▶ _Task statement_:
Can you sum up the excerpt on Afghanistan below in two sentences?

▶ _Selected extract_:
::::::::::

Adam Elkus directed my attention today on Twitter to a new piece by William S. Lind, “the Father of 4th Generation Warfare” at The American Conservative:

Unfriendly Fire 

….The Soviet army focused its best talent on operational art. But in Afghanistan, it failed, just as we have failed. Like the Soviets, we can take and hold any piece of Afghan ground. And doing so brings us, like the Soviets, not one step closer to strategic victory. The Taliban, by contrast, have found an elegant way to connect strategy and tactics in decentralized modern warfare.

What passes for NATO’s strategy is to train sufficient Afghan forces to hold off the Taliban once we pull out. The Taliban’s response has been to have men in Afghan uniform— many of whom actually are Afghan government soldiers or police—turn their guns on their NATO advisers. That is a fatal blow against our strategy because it makes the training mission impossible. Behold operational art in Fourth Generation war.

According to a May 16 article by Matthew Rosenberg in the New York Times, 22 NATO soldiers have been killed so far this year by men in Afghan uniforms, compared to 35 in all of last year. The report went on to describe one incident in detail—detail NATO is anxious to suppress. There were three Afghan attackers, two of whom were Afghan army soldiers. Two Americans were killed. The battle—and it was a battle, not just a drive-by shooting—lasted almost an hour.

::::::::::

▶ _Listed records_:
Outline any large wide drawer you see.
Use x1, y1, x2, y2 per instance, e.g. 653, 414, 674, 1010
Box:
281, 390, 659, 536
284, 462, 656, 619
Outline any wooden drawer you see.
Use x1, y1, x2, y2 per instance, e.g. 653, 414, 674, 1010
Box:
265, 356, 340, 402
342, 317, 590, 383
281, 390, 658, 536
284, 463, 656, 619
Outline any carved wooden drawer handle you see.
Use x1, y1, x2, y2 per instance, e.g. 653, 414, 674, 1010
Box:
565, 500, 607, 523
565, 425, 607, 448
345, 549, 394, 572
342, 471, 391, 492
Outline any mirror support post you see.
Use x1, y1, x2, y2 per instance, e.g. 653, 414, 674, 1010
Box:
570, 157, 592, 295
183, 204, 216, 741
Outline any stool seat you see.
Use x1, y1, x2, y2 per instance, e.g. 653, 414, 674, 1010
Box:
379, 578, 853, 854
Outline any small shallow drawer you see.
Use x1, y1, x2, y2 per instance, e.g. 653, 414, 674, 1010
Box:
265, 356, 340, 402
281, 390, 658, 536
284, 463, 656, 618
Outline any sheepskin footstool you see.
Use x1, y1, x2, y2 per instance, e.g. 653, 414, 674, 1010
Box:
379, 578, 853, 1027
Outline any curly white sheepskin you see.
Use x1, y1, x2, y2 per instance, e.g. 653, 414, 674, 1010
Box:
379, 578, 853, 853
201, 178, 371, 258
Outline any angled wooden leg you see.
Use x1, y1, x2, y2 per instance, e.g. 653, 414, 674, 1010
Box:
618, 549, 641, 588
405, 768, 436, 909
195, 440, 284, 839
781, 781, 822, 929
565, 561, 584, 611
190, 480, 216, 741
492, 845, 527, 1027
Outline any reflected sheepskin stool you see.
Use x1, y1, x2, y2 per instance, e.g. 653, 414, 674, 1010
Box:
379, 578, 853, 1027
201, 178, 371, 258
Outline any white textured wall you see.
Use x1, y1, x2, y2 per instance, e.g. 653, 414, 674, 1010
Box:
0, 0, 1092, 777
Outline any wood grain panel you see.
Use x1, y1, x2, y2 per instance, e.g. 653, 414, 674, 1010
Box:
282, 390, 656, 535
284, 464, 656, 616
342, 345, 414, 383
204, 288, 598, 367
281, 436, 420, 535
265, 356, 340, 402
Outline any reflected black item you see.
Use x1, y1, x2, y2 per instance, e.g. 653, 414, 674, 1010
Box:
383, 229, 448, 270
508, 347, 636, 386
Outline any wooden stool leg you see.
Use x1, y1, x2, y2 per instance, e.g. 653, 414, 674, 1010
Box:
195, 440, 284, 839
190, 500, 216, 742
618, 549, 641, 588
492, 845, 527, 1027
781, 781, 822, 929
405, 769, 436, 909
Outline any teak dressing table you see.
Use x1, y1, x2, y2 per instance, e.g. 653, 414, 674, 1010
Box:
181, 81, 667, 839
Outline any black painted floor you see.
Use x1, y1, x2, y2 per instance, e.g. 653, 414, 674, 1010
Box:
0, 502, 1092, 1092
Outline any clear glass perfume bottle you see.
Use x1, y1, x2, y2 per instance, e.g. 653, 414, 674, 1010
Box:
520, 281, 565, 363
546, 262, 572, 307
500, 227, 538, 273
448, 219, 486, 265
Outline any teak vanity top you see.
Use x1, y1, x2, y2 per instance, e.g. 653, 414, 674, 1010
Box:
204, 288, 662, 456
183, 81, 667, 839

::::::::::

▶ _Worked answer_:
Like the Soviets, NATO can take and hold any piece of Afghan ground without coming any closer to strategic victory, while the Taliban have connected strategy and tactics by having men in Afghan uniform turn their guns on NATO advisers, which makes the training mission behind NATO's strategy impossible. A May 16 New York Times article reported that 22 NATO soldiers had been killed that year by men in Afghan uniforms, compared to 35 in all of the previous year, and described one battle lasting almost an hour in which three Afghan attackers, two of them Afghan army soldiers, killed two Americans.